[Start of THE RECORDS]

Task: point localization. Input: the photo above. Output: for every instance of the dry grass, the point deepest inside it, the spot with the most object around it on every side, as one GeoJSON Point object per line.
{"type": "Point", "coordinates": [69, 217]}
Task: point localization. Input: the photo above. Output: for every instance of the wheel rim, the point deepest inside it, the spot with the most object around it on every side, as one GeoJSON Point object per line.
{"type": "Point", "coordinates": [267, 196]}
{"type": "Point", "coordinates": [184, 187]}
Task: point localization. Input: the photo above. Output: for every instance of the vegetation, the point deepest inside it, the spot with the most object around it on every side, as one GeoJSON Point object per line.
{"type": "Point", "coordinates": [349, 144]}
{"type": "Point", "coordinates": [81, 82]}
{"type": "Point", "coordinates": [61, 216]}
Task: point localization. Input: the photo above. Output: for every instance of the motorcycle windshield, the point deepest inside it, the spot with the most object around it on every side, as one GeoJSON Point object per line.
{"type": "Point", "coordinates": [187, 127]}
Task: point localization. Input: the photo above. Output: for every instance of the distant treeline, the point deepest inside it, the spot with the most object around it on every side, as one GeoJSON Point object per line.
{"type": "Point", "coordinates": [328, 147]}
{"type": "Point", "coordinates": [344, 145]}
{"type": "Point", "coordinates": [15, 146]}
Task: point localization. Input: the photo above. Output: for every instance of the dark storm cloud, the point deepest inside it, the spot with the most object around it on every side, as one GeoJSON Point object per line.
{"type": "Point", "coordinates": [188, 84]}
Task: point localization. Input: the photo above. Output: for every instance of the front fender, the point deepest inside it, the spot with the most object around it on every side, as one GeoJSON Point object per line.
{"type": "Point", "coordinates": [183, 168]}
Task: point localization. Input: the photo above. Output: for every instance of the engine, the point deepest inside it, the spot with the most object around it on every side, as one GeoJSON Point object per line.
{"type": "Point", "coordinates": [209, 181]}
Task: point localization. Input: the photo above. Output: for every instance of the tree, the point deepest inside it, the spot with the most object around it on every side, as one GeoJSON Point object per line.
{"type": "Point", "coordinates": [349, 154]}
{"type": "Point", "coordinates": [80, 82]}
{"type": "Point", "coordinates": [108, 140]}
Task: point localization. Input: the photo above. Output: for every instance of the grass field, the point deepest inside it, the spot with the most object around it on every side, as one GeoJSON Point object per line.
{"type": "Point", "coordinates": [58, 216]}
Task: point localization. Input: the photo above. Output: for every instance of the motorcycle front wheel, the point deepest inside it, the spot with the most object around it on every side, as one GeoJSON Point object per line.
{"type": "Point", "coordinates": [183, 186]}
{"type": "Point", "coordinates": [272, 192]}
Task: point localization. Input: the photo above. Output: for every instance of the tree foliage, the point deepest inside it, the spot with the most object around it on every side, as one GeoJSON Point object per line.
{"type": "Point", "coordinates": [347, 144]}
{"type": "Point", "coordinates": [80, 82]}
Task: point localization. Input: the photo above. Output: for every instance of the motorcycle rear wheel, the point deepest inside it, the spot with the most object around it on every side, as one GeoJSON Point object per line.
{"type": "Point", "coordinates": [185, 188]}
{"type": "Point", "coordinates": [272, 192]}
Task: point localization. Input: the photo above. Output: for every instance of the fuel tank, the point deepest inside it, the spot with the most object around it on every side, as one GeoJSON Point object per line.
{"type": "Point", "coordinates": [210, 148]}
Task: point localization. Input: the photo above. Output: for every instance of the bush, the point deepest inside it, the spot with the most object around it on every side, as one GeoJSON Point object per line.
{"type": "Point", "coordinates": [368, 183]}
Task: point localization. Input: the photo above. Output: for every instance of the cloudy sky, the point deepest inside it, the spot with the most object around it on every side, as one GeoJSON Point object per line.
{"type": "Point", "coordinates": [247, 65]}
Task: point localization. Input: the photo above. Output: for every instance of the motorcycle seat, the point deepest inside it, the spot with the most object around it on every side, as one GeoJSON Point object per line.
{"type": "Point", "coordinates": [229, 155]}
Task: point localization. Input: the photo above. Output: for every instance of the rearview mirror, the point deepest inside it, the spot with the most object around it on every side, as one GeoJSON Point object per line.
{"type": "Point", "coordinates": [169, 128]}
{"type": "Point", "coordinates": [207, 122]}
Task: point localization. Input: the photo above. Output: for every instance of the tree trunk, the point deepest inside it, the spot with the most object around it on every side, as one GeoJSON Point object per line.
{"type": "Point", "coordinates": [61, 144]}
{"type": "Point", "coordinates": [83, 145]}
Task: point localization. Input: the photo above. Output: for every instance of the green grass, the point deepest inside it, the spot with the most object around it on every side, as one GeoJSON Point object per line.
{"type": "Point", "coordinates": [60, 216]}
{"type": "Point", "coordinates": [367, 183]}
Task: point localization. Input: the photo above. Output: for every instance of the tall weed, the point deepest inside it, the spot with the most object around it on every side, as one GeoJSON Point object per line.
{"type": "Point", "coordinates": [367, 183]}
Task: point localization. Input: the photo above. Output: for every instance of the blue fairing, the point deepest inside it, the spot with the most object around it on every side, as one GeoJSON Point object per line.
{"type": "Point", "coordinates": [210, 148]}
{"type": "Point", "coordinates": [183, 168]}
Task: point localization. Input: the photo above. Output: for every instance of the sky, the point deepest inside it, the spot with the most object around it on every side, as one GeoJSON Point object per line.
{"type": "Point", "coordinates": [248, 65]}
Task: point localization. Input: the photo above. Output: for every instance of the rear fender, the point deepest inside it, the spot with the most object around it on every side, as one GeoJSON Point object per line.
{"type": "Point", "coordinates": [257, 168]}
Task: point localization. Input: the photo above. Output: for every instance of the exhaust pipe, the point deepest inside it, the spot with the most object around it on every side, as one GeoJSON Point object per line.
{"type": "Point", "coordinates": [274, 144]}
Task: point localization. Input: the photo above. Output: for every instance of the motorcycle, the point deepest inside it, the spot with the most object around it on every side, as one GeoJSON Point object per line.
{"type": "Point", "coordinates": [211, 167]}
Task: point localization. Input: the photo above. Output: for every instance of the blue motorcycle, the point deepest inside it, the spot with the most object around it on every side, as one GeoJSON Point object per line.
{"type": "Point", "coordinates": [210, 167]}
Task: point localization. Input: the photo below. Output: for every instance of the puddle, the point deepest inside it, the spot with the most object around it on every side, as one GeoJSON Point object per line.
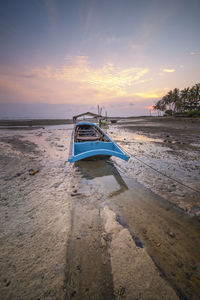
{"type": "Point", "coordinates": [170, 238]}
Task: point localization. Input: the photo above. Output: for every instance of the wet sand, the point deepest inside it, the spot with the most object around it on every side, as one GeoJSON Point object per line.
{"type": "Point", "coordinates": [100, 229]}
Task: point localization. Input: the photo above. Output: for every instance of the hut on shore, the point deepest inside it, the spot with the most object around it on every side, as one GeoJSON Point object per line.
{"type": "Point", "coordinates": [94, 116]}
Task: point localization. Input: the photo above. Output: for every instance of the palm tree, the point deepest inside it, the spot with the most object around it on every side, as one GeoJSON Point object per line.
{"type": "Point", "coordinates": [184, 94]}
{"type": "Point", "coordinates": [176, 100]}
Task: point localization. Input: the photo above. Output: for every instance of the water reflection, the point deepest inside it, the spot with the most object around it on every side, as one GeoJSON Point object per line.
{"type": "Point", "coordinates": [103, 175]}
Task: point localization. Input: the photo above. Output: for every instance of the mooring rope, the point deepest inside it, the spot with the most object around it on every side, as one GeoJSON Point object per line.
{"type": "Point", "coordinates": [158, 171]}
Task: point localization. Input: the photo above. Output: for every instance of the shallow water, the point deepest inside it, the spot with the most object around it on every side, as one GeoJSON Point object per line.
{"type": "Point", "coordinates": [171, 238]}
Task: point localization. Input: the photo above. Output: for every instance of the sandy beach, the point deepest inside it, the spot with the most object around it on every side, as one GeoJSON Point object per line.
{"type": "Point", "coordinates": [104, 229]}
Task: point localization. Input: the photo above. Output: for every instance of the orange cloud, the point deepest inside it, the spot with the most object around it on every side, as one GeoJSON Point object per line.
{"type": "Point", "coordinates": [169, 70]}
{"type": "Point", "coordinates": [77, 81]}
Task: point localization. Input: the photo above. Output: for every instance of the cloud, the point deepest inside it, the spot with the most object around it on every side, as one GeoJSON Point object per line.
{"type": "Point", "coordinates": [104, 82]}
{"type": "Point", "coordinates": [168, 70]}
{"type": "Point", "coordinates": [52, 15]}
{"type": "Point", "coordinates": [195, 52]}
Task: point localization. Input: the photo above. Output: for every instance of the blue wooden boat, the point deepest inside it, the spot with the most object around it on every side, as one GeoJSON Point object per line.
{"type": "Point", "coordinates": [88, 140]}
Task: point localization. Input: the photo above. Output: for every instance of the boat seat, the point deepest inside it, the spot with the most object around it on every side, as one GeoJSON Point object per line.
{"type": "Point", "coordinates": [88, 138]}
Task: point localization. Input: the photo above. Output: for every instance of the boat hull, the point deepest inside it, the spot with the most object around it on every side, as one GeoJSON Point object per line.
{"type": "Point", "coordinates": [88, 149]}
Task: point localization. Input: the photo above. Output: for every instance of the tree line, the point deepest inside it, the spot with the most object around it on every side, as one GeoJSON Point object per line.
{"type": "Point", "coordinates": [186, 101]}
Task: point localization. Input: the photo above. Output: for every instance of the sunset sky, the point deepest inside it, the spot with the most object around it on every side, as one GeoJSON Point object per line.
{"type": "Point", "coordinates": [59, 57]}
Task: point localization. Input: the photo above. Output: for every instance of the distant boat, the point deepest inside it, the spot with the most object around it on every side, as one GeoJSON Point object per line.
{"type": "Point", "coordinates": [88, 140]}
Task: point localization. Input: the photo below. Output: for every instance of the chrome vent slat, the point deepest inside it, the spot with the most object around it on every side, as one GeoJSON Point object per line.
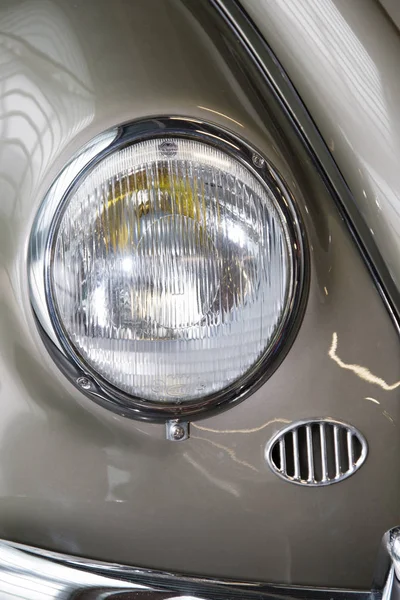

[End of THE RECORDS]

DIRECTIONS FOR THIS TASK: Count how many lines of the data above contain the string "reflection", treating uppercase and lowercase as different. Reply with the number alone.

ANSWER TO THIS PROBLEM: 1